Texto de lectura ::
_ _ _

PRIMERA LECTURA
Serás el padre de una multitud de naciones.
Lectura del libro del Génesis 17, 1-9
Cuando Abrám tenía noventa y nueve años, el Señor se le apareció y le dijo:
“Yo soy el Dios Todopoderoso. Camina en mi presencia y sé irreprochable.
Yo haré mi alianza contigo, y te daré una descendencia muy numerosa”.
Abrám cayó con el rostro en tierra, mientras Dios le seguía diciendo:
“Ésta será mi alianza contigo: tú serás el padre de una multitud de naciones. Y ya no te llamarás más Abrám: en adelante tu nombre será Abraham, para indicar que Yo te he constituido padre de una multitud de naciones. Te haré extraordinariamente fecundo: de ti suscitaré naciones, y de ti nacerán reyes.
Estableceré mi alianza contigo y con tu descendencia a través de las generaciones. Mi alianza será una alianza eterna, y así Yo seré tu Dios y el de tus descendientes. Yo te daré en posesión perpetua, a ti y a tus descendientes, toda la tierra de Canaán, esa tierra donde ahora resides como extranjero, y Yo seré su Dios”.
Después, Dios dijo a Abraham: “Tú, por tu parte, serás fiel a mi alianza; tú, y también tus descendientes, a lo largo de las generaciones”.
SALMO RESPONSORIAL 104, 4-9
R/. El Señor se acuerda de su Alianza.
¡Recurran al Señor y a su poder, busquen constantemente su rostro; recuerden las maravillas que Él obró, sus portentos y los juicios de su boca!
Descendientes de Abraham, su servidor, hijos de Jacob, su elegido: el Señor es nuestro Dios, en toda la tierra rigen sus decretos.

_ _ _

Listado en bruto ::

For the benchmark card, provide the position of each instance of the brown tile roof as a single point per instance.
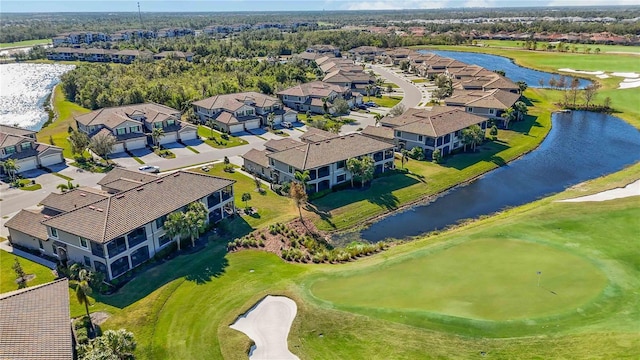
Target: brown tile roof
(233, 102)
(6, 129)
(258, 157)
(120, 173)
(73, 199)
(382, 132)
(315, 134)
(35, 323)
(317, 154)
(123, 212)
(317, 89)
(114, 116)
(441, 120)
(29, 222)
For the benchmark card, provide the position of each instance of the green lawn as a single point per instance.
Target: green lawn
(484, 279)
(25, 43)
(218, 142)
(182, 309)
(58, 130)
(386, 101)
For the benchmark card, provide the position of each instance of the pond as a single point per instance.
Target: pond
(493, 62)
(580, 146)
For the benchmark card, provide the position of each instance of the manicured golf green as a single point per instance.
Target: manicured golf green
(485, 279)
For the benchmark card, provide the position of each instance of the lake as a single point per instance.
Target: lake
(23, 91)
(493, 62)
(580, 146)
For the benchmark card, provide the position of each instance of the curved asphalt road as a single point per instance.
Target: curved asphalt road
(412, 95)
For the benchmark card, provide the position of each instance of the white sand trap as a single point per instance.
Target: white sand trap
(582, 71)
(626, 75)
(632, 189)
(268, 324)
(629, 84)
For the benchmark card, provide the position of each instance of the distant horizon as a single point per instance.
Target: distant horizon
(242, 6)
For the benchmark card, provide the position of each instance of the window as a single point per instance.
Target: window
(160, 221)
(116, 246)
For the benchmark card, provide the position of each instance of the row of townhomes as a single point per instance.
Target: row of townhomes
(90, 37)
(115, 56)
(239, 112)
(132, 125)
(120, 226)
(322, 153)
(21, 145)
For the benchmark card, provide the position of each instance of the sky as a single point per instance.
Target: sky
(277, 5)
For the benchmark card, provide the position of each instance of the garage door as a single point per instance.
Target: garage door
(51, 160)
(188, 135)
(136, 144)
(236, 128)
(168, 138)
(117, 148)
(27, 164)
(253, 124)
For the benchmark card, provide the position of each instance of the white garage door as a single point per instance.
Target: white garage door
(168, 138)
(27, 164)
(253, 124)
(236, 128)
(117, 148)
(188, 135)
(51, 160)
(136, 144)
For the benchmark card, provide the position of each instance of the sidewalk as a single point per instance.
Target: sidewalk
(8, 248)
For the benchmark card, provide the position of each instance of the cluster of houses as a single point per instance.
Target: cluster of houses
(126, 56)
(22, 146)
(90, 37)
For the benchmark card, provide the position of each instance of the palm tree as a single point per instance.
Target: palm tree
(156, 134)
(175, 226)
(83, 291)
(377, 117)
(11, 168)
(195, 220)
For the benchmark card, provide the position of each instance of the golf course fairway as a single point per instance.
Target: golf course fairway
(487, 279)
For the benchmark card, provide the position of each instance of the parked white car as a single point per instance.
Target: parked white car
(150, 168)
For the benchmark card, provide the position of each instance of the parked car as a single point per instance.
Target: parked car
(150, 168)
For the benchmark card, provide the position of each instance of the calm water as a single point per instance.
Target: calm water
(23, 90)
(493, 62)
(579, 147)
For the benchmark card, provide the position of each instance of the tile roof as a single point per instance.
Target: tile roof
(441, 120)
(29, 222)
(114, 116)
(123, 212)
(73, 199)
(315, 134)
(317, 154)
(35, 323)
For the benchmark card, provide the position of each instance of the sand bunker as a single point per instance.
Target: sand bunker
(632, 189)
(268, 324)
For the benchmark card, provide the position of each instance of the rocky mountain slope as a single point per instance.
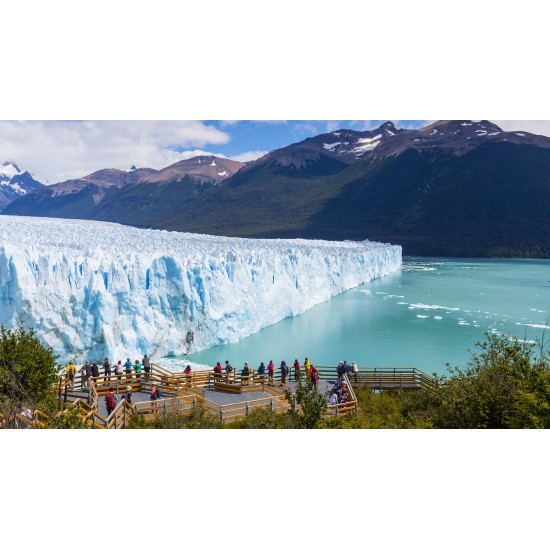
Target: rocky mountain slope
(15, 183)
(454, 188)
(90, 196)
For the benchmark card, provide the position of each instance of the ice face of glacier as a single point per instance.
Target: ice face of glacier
(94, 290)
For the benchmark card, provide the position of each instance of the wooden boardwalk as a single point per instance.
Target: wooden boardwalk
(227, 397)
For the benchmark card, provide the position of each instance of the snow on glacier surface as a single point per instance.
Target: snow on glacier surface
(97, 289)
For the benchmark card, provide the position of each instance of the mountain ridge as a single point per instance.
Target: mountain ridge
(453, 188)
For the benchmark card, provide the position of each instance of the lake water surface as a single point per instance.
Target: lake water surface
(431, 312)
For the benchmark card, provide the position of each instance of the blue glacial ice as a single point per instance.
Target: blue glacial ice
(95, 289)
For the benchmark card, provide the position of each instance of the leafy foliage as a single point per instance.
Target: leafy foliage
(313, 404)
(27, 368)
(68, 419)
(505, 385)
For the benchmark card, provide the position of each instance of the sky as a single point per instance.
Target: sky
(55, 151)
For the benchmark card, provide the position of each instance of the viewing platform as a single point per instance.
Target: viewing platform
(225, 396)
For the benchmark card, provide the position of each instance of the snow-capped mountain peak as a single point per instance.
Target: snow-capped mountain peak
(15, 183)
(9, 169)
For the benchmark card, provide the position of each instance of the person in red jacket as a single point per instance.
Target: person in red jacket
(314, 374)
(271, 371)
(296, 369)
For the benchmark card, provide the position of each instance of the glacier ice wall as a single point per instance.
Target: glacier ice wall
(94, 289)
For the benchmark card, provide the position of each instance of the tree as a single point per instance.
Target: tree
(313, 404)
(505, 385)
(27, 369)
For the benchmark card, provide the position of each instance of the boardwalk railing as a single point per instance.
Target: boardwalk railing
(183, 394)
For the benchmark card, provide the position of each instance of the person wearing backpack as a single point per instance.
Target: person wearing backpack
(110, 401)
(137, 368)
(118, 368)
(107, 368)
(146, 365)
(261, 371)
(86, 371)
(188, 374)
(355, 371)
(95, 370)
(71, 372)
(314, 377)
(270, 371)
(296, 370)
(228, 367)
(155, 396)
(284, 372)
(128, 367)
(128, 394)
(245, 374)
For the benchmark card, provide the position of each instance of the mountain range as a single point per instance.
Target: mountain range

_ _ _

Qué se pide ::
1. Según la lectura, ¿por qué Dios le cambia el nombre a Abrám? Responde en una a tres oraciones.
2. Pasa a una lista el párrafo de la lectura que empieza con "Estableceré mi alianza contigo", sin dejar fuera sus datos principales.
3. En la lectura, ¿qué edad tenía Abrám cuando se le apareció el Señor?
El listado no cuenta para nada de esto.

Respuestas ::
1. Dios le cambia el nombre de Abrám a Abraham para indicar que lo ha constituido padre de una multitud de naciones.

2.
- Dios establecerá su alianza con Abraham y con su descendencia a través de las generaciones.
- Será una alianza eterna, y así Dios será el Dios de Abraham y de sus descendientes.
- Dios les dará en posesión perpetua toda la tierra de Canaán, donde Abraham ahora reside como extranjero.
- Dios será su Dios.

3. Tenía noventa y nueve años.